* What is needed *
Copy the listing below word for word, starting at the line containing "Audit flag: the shrub" and ending at the line containing "[71, 251, 134, 331]", both included.

— Begin —

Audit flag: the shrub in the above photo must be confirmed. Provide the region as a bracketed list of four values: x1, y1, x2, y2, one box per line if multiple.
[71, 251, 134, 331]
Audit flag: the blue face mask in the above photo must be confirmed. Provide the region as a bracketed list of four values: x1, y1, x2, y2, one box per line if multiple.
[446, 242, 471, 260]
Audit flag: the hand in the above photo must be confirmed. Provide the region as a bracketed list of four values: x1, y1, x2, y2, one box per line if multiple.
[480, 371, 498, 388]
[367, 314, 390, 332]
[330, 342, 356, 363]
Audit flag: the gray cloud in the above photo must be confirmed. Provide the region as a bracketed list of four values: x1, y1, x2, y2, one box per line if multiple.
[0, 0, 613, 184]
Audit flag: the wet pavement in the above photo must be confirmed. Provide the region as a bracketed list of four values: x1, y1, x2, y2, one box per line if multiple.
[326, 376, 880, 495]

— End —
— Begin —

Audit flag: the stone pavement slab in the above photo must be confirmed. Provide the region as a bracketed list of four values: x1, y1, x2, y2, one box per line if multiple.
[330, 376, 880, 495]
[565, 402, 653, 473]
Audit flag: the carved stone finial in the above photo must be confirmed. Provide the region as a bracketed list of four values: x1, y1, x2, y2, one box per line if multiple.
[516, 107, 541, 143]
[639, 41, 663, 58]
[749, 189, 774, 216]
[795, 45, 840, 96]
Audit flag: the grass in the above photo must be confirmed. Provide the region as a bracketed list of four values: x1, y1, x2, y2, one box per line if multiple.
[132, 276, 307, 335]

— End —

* Output for this task *
Audit flag: the shrub in the above photo must be confirmed. Provide the region as a bracketed list of four values: x1, y1, x2, y2, one box per line if multiple.
[71, 251, 134, 331]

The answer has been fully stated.